= Tasks to perform =
A. List every user name in the forum thread that has a date from 2010 beside it.
B. Return the passage of the forum thread from "# What is this?" to "Answer to follow.............", copied word for word.
C. Decide whether each statement agrees with the forum thread, and answer yes or no, quoting the words that settle it: (i) Kenbo made the object from oak on a scroll saw. (ii) Kenbo credits Itchy Brother with the correct guess. (iii) fromthehills reports scroll saw prices running from $80 to $1300.

= Text to read =
# What is this?



## Kenbo (Sep 16, 2008)

Had a small (emphasis on small) dilema last night, so today, I threw a small piece of oak on the scroll saw and came up with this. Any idea what it's for? Answer to follow.............


----------



## joesdad (Nov 1, 2007)

It's to get that last drop of toothpaste out...?


----------



## bofa (Jul 17, 2010)

:stupid:


----------



## b00kemdano (Feb 10, 2009)

Zero clearance throat plate for a very tiny tablesaw?


----------



## Fishbucket (Aug 18, 2010)

To keep the seatbelt from pulling on you while racing in a grocery parking lot..... or it's for the tp tube.


----------



## burkhome (Sep 5, 2010)

Feed throat for a stamp holder.


----------



## phinds (Mar 25, 2009)

piggy bank insert :icon_smile:


----------



## SteveEl (Sep 7, 2010)

lasagna noodle mold


----------



## Itchy Brother (Aug 22, 2008)

For your new bandsaw?A hair curler?A guage to trim your eyebrows?I give up.Itchy


----------



## Kenbo (Sep 16, 2008)

I didn't think you guys would get it right off the top. Nice work Joesdad.


----------



## Streamwinner (Nov 25, 2008)

Lolz. 

Thread = A+


----------



## djonesax (Mar 3, 2008)

That's your million dollar idea, right there!


----------



## sleepersilverado (Jan 12, 2010)

i made something similar for my wood puttee.


----------



## skymonkey (Apr 12, 2010)

Lol I was gonna say zero clearance throat plate for a scroll saw....lol


----------



## joesdad (Nov 1, 2007)

If you hadn't put the quarter next to it, I wouldn't have got it so fast. The brain automatically started to scroll through things based on that size. Plus we use those things all the time since my wife is the thrifty one in our house.


----------



## fromthehills (Aug 21, 2010)

You've got me looking at scroll saws, Kenbo. They range quite a bit in price, every where from $80- $1300. I might look harder at the $200something Delta to start. What would you recommend?


----------



## Kenbo (Sep 16, 2008)

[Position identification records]

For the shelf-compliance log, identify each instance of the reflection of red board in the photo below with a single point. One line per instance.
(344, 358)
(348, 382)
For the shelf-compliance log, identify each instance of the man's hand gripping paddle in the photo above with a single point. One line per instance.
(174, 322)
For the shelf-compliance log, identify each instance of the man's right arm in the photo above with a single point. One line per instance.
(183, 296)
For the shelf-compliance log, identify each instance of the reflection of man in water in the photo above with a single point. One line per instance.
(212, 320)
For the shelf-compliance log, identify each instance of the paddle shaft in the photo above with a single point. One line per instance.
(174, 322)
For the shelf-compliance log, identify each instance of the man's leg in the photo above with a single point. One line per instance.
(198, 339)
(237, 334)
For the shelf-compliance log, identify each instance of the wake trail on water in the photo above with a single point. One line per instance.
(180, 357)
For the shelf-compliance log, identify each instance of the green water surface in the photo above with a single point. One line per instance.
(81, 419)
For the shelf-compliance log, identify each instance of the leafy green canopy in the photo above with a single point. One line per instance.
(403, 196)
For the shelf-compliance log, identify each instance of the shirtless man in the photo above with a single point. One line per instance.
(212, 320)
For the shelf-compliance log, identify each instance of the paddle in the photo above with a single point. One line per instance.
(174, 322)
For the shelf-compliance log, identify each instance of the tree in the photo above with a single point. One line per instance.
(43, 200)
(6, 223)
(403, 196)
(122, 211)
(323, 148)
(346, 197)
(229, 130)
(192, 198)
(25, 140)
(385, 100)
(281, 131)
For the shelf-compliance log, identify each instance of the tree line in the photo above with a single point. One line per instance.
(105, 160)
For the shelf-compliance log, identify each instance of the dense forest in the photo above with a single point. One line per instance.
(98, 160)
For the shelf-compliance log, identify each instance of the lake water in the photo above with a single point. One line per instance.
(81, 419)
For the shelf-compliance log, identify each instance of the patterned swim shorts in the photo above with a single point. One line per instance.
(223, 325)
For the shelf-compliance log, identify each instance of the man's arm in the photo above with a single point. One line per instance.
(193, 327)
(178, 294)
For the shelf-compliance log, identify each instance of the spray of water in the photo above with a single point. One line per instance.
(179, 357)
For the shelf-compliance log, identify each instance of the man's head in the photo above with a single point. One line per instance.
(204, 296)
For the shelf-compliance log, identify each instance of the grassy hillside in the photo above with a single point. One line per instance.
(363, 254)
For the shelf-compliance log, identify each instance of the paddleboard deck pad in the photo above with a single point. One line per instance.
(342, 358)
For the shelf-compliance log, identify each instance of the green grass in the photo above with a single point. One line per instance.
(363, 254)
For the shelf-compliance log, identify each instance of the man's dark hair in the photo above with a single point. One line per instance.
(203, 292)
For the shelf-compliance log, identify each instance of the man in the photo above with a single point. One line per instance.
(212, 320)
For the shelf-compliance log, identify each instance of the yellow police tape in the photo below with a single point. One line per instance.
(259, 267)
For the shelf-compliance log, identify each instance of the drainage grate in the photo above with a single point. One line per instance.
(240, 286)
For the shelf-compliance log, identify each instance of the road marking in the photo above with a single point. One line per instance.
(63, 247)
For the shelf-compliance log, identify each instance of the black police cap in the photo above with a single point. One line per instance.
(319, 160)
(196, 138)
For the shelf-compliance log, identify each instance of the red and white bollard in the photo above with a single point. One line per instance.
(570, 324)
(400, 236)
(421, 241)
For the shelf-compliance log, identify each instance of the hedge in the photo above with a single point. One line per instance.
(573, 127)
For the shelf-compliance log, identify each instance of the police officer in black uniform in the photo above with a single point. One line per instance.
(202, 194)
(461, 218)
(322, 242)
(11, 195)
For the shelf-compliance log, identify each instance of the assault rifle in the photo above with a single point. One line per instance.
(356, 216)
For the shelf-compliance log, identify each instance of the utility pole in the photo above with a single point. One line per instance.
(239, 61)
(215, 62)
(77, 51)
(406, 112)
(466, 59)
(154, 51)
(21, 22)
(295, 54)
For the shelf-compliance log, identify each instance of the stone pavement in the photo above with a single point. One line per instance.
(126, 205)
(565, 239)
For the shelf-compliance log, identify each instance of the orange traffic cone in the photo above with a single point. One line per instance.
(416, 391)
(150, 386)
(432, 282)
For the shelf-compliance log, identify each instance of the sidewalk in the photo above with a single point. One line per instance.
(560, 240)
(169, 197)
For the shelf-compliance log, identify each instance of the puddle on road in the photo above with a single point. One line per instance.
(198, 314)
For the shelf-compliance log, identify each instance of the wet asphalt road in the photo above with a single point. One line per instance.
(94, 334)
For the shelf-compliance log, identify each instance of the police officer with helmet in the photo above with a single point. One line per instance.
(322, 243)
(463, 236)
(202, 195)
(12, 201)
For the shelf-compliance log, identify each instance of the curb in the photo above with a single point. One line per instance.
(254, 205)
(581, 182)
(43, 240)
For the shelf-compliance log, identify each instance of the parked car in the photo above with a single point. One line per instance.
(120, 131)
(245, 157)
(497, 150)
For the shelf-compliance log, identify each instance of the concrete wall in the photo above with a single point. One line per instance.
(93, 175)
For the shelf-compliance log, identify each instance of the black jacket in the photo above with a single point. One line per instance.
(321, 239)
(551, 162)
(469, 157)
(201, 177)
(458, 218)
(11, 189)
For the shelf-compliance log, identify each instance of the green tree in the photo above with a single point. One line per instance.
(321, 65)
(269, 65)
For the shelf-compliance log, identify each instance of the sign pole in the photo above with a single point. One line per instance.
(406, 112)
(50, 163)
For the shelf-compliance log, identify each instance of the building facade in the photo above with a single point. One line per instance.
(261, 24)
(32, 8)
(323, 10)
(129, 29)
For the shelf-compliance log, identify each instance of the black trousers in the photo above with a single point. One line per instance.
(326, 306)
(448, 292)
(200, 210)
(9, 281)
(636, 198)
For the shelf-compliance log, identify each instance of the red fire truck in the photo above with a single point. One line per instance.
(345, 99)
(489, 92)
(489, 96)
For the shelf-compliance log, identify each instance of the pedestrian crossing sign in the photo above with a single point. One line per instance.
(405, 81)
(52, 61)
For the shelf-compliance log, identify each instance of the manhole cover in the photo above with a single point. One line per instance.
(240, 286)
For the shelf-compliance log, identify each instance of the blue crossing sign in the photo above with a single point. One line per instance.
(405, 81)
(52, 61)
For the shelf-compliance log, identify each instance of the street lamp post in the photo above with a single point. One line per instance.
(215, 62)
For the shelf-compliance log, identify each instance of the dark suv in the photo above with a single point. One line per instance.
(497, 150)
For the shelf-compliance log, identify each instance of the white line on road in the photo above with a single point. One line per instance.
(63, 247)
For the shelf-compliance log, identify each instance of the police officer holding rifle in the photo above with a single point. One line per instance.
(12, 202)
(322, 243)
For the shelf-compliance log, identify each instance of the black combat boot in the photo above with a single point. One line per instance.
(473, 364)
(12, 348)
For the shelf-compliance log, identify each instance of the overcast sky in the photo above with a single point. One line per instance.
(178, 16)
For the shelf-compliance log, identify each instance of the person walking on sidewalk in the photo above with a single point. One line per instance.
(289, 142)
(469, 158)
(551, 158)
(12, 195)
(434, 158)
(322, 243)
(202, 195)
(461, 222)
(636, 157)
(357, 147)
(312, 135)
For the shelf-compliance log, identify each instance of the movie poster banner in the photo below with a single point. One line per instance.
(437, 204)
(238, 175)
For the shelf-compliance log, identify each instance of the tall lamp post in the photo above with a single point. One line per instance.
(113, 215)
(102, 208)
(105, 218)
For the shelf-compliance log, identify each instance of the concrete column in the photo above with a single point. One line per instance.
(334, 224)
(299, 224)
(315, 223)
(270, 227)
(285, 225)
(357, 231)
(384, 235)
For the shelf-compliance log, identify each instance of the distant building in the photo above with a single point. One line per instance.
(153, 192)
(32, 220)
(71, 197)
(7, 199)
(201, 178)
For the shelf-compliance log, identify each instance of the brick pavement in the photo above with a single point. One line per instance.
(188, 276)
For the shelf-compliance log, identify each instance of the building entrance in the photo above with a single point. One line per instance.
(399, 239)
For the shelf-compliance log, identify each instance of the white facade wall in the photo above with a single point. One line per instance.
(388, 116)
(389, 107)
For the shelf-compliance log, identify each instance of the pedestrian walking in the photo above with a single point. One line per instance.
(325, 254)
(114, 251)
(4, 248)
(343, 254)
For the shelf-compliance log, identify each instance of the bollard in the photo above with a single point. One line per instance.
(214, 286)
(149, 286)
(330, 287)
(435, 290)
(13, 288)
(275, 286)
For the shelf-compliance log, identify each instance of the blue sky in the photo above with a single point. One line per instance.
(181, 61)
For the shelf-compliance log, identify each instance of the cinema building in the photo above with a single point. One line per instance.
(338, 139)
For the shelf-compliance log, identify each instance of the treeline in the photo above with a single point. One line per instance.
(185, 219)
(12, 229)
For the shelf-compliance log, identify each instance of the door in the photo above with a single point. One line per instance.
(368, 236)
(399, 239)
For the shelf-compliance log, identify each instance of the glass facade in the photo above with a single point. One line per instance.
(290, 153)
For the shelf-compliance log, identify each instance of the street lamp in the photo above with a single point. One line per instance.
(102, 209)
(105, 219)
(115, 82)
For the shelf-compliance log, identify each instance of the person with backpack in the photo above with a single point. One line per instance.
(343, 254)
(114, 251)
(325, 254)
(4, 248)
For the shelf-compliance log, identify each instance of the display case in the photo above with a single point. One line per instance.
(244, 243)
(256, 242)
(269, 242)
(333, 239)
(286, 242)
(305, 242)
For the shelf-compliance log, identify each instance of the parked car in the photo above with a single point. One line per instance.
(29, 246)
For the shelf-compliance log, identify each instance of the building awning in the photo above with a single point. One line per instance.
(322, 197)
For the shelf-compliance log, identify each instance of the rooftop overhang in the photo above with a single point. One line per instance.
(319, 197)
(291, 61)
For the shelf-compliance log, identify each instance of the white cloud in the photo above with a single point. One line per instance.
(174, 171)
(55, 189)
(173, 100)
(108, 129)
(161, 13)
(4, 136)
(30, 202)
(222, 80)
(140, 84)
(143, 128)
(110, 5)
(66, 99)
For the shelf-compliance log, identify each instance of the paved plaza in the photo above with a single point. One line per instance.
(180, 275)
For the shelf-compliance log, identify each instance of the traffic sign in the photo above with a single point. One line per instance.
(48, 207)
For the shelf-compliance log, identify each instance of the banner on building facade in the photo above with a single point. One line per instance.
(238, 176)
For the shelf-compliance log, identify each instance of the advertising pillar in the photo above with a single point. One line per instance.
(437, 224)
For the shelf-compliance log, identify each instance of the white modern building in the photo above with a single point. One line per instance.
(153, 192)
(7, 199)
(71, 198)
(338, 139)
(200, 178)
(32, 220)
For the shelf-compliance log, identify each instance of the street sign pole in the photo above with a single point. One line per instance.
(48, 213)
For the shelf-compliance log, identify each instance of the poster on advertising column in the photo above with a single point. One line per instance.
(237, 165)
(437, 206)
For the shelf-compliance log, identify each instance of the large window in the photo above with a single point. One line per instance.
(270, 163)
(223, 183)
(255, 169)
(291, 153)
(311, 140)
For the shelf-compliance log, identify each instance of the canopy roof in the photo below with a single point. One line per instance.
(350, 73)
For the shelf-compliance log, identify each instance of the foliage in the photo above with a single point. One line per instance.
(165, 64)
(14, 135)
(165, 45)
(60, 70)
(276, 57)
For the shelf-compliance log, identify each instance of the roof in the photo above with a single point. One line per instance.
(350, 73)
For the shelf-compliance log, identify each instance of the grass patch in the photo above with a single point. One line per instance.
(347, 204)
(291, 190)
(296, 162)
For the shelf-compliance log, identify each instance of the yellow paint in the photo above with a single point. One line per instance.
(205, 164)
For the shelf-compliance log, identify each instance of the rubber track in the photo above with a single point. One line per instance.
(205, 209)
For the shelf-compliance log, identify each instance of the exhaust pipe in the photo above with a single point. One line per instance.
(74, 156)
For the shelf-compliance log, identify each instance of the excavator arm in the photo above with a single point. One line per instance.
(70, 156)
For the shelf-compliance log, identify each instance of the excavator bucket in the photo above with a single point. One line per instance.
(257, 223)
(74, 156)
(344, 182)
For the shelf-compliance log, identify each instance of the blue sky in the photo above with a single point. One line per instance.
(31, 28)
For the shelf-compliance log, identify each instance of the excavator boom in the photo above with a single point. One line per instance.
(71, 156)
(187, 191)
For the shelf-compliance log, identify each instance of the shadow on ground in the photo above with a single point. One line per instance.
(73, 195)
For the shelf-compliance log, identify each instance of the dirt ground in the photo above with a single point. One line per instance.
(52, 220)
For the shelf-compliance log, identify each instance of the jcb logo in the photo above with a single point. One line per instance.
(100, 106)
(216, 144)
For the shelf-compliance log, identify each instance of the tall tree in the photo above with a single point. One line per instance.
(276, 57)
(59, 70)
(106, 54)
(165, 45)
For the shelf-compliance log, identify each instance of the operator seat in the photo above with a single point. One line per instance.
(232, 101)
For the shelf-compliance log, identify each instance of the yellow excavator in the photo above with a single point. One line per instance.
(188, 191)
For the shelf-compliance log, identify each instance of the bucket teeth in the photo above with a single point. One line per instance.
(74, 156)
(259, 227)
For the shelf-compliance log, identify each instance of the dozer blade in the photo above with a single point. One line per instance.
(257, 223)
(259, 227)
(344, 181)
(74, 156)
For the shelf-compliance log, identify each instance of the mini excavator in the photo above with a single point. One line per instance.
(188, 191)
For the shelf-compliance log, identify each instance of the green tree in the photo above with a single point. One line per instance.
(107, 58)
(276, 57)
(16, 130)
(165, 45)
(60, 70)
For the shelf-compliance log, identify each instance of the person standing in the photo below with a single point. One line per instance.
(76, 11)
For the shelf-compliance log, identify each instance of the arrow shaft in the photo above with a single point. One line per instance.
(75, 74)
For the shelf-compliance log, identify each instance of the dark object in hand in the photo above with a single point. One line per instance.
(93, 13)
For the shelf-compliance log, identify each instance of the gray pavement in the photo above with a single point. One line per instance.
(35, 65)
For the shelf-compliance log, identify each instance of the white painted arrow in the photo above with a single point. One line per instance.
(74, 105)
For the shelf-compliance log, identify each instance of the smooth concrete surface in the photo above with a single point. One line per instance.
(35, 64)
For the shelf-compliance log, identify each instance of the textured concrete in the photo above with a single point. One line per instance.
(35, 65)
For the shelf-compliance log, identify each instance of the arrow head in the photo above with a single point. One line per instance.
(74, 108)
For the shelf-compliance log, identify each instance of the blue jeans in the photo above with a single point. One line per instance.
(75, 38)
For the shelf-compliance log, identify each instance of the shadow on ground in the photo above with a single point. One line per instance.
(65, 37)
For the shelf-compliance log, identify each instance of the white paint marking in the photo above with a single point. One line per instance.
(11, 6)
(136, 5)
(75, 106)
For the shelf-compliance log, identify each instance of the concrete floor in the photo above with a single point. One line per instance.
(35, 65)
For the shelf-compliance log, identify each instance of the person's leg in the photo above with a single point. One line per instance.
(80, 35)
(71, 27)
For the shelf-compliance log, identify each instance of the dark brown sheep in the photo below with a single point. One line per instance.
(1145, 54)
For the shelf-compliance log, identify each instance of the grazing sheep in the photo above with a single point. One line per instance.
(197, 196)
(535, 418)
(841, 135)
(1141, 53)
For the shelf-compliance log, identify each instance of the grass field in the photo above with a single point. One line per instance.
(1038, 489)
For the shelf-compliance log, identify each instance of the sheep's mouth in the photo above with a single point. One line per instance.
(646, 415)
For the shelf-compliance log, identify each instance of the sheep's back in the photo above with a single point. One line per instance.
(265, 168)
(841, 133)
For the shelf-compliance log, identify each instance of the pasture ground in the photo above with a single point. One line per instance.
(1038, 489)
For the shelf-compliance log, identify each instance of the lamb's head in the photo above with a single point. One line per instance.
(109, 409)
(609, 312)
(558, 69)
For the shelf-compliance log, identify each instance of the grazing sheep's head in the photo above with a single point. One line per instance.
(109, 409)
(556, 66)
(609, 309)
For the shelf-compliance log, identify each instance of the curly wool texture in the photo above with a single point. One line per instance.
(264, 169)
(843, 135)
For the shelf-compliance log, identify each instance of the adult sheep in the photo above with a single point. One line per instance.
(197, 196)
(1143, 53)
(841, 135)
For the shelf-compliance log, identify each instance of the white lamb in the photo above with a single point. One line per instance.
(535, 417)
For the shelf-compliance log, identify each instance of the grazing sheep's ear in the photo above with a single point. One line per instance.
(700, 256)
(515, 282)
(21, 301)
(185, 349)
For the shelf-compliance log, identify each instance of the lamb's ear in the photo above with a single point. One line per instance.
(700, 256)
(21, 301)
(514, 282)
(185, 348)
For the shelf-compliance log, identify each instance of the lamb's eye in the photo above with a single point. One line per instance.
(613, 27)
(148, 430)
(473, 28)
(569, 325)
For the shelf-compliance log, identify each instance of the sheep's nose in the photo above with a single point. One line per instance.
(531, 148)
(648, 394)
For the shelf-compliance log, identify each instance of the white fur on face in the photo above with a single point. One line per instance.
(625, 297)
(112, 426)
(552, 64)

= Results in order =
A. bofa, Fishbucket, burkhome, SteveEl, sleepersilverado, skymonkey, fromthehills

B.
# What is this?



## Kenbo (Sep 16, 2008)

Had a small (emphasis on small) dilema last night, so today, I threw a small piece of oak on the scroll saw and came up with this. Any idea what it's for? Answer to follow.............

C.
(i) Yes: "I threw a small piece of oak on the scroll saw and came up with this."
(ii) No: "Nice work Joesdad."
(iii) Yes: "every where from $80- $1300"